● Provided text:
━━━
Skip to content

Reranker Reference

bear.reranker

ResourceScoringConfig

Bases: BaseModel

Configuration for scoring resources by author.

Parameters:

Name Type Description Default
resource Resource

Type of the resource to score.

required
formula Formula

Scoring formula to use for calculating resource scores.

required
min_distance float

Minimum distance threshold for results.

required
n_per_author int

Number of top results to count per author.

required
Source code in bear/reranker.py
class ResourceScoringConfig(BaseModel):
    """Configuration for scoring resources by author.

    Args:
        resource (Resource): Type of the resource to score.
        formula (Formula): Scoring formula to use for calculating resource scores.
        min_distance (float): Minimum distance threshold for results.
        n_per_author (int): Number of top results to count per author.

    """

    resource: Resource | str
    formula: Formula | str
    min_distance: float = 0.75
    n_per_author: int = 10

    @field_validator("resource", mode="before")
    def convert_str_to_enum(cls, v) -> Resource:
        if isinstance(v, str):
            return Resource(v)
        return v

    @field_validator("formula", mode="before")
    def validate_formula(cls, v) -> Formula:
        if isinstance(v, str):
            return Formula(v)
        return v

RerankConfig

Bases: BaseModel

Configuration for reranking author.
━━━
Rows from a pointing dataset:
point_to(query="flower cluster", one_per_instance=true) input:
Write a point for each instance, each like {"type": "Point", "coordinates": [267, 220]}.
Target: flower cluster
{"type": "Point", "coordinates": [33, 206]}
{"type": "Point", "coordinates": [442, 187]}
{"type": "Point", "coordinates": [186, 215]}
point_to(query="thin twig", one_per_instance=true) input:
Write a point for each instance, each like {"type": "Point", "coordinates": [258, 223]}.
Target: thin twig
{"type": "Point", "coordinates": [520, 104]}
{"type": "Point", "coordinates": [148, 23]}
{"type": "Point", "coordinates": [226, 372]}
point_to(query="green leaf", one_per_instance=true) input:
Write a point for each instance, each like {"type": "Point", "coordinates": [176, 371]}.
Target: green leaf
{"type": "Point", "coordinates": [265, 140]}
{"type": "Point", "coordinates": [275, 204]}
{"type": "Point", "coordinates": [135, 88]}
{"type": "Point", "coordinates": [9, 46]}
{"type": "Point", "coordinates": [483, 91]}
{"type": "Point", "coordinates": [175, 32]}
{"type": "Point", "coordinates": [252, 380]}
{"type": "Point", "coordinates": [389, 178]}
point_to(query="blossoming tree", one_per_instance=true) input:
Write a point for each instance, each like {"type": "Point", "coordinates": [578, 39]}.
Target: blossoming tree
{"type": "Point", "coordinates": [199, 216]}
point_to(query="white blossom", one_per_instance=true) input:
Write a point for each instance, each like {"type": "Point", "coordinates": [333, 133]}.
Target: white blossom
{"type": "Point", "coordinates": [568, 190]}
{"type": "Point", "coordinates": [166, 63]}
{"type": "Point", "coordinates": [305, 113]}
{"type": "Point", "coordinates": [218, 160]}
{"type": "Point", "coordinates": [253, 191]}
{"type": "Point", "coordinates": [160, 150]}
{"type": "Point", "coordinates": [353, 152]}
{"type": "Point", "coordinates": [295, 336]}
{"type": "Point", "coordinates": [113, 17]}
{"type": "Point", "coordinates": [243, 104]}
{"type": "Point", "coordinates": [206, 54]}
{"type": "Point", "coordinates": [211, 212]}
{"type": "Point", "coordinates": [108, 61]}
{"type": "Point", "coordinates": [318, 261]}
━━━
● Required tasks:
1/ Answer these questions about the reranker reference:
(a) What class does ResourceScoringConfig inherit from?
(b) According to its description, what does the min_distance parameter set?
(c) What value does the source code give n_per_author?
2/ Proceed with the reranker reference page, continuing it from its last line.
The listing has no connection to the reranker reference.

● Answers by task:
1/
(a) BaseModel
(b) The minimum distance threshold for results.
(c) 10

2/
Source code in bear/reranker.py
class RerankConfig(BaseModel):
    """Configuration for reranking author."""

    configs: list[ResourceScoringConfig]

    def get_scoring_config(self, resource: Resource | str) -> ResourceScoringConfig:
        """Get scoring config for a specific resource type."""
        if isinstance(resource, str):
            resource = Resource(resource)
        for config in self.configs:
            if config.resource == resource:
                return config
        raise ValueError(f"No scoring config found for resource {resource}")

get_scoring_config(resource)

Get scoring config for a specific resource type.

Source code in bear/reranker.py
def get_scoring_config(self, resource: Resource | str) -> ResourceScoringConfig:
    """Get scoring config for a specific resource type."""
    if isinstance(resource, str):
        resource = Resource(resource)
    for config in self.configs:
        if config.resource == resource:
            return config
    raise ValueError(f"No scoring config found for resource {resource}")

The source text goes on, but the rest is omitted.